## PROBLEM
Please select every line in the records below that contains the word "Target", and copy each one.

## RECORDS TO USE

○ ○ ○ ○ ○

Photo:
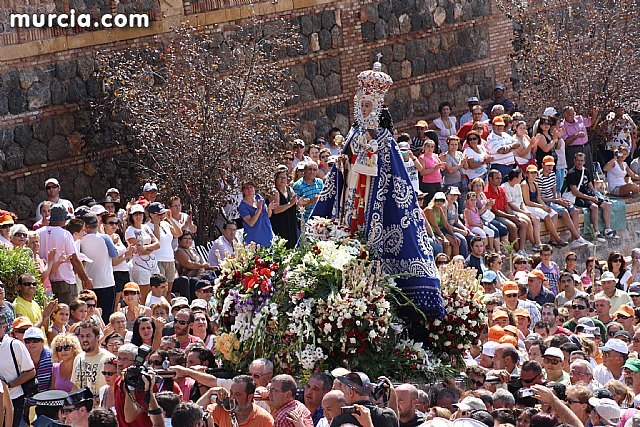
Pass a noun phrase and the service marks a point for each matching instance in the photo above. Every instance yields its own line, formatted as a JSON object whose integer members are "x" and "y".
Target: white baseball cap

○ ○ ○ ○ ○

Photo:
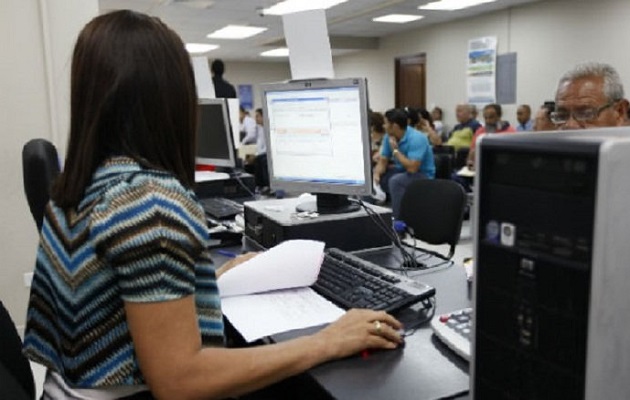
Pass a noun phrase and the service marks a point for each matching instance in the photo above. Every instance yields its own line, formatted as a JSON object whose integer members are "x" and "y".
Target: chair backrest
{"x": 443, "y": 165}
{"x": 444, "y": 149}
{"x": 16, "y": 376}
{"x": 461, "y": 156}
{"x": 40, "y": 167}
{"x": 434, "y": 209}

○ ○ ○ ○ ○

## TASK RESULT
Target: white baseball cap
Target: chair backrest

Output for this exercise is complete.